» Your objective
Every entry should be reproduced precisely, with each picture left out.

» Listed entries

• • • • • • •

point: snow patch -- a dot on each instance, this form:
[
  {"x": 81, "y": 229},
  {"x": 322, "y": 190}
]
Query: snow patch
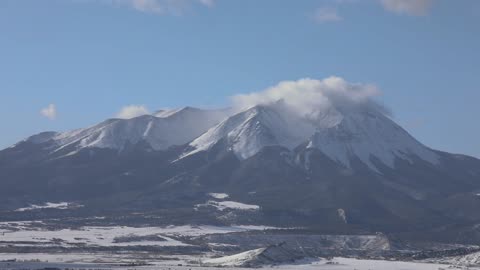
[
  {"x": 219, "y": 196},
  {"x": 50, "y": 205},
  {"x": 224, "y": 205}
]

• • • • • • •

» Answer for the task
point: snow patch -- a dot on each instance, this form:
[
  {"x": 81, "y": 229},
  {"x": 322, "y": 190}
]
Query: snow patch
[
  {"x": 219, "y": 196},
  {"x": 50, "y": 205},
  {"x": 224, "y": 205}
]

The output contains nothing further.